-- What is expected --
Please print every one of the lines below verbatim, with nothing changed, added, or left out.

-- Records for the exercise --
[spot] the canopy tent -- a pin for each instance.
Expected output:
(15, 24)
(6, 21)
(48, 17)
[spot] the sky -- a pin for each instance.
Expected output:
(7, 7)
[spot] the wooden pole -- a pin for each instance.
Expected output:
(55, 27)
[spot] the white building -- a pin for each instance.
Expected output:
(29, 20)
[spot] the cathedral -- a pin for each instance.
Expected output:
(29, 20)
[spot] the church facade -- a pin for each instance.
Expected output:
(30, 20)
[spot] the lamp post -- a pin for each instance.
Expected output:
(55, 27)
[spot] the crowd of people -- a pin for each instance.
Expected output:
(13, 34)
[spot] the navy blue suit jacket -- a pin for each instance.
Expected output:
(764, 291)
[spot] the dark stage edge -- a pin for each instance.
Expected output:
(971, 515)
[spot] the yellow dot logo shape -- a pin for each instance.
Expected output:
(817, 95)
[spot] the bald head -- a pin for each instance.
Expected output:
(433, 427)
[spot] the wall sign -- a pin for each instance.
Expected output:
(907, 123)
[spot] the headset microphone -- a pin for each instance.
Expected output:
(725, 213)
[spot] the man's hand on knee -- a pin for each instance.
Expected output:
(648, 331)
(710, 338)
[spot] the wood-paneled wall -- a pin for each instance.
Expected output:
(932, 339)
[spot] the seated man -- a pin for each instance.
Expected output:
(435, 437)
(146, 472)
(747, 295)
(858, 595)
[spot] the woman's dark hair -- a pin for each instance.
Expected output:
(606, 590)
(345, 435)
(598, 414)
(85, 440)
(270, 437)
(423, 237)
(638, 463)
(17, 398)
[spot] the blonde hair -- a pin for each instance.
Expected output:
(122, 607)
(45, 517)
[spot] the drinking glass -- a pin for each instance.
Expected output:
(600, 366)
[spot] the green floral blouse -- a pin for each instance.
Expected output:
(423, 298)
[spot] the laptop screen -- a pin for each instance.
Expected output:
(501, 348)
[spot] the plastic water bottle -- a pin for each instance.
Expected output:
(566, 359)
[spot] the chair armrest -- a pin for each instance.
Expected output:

-- Written answer --
[spot] the canopy tent -- a pin for each instance.
Expected output:
(15, 24)
(6, 21)
(48, 17)
[spot] the sky -- a pin for each instance.
Expected output:
(7, 7)
[spot] the wooden pole -- a pin for each instance.
Expected output:
(55, 27)
[spot] the white building -- a pin for each instance.
Expected output:
(29, 20)
[spot] the cathedral -- a pin for each instance.
Expected output:
(29, 20)
[spot] the church facade -- a pin for each instance.
Expected output:
(30, 20)
[spot] the lamp post -- a pin for each instance.
Expected output:
(55, 27)
[spot] the crowd of people -- a pin for each instance.
Expected output:
(13, 34)
[spot] the navy blue suit jacket -- a pin for each instance.
Expected output:
(764, 291)
[spot] the dark stage edge -- a pin for each instance.
Expected output:
(971, 515)
[spot] the yellow dot logo shape -- a pin for each instance.
Expected output:
(817, 95)
[spot] the bald head -- a pin for each instance.
Expected output:
(433, 427)
[spot] the wall sign -- a pin for each instance.
Expected output:
(907, 123)
[spot] the headset microphone -- a pin for each instance.
Expected output:
(725, 213)
[spot] the man's hand on knee -- a pin for each instance.
Expected output:
(648, 331)
(710, 338)
[spot] the wood-paneled wall -- a pin for each instance.
Expected output:
(932, 339)
[spot] the seated man -- a pin for each instance.
Expected output:
(435, 437)
(146, 472)
(747, 295)
(858, 595)
[spot] the woman's dark hair -- a pin for each instance.
Expected output:
(606, 590)
(345, 435)
(598, 414)
(85, 440)
(270, 437)
(423, 237)
(638, 463)
(17, 398)
[spot] the blonde hair -- a pin for each instance.
Expected output:
(122, 607)
(45, 517)
[spot] the drinking glass -- a pin for each instance.
Expected output:
(600, 366)
[spot] the green floral blouse -- a pin for each instance.
Expected output:
(423, 298)
[spot] the laptop screen -- a pin for each instance.
Expected output:
(501, 348)
[spot] the plastic water bottle -- a pin for each instance.
Expected output:
(566, 359)
[spot] the chair armrest -- a pin for each instance.
Expected output:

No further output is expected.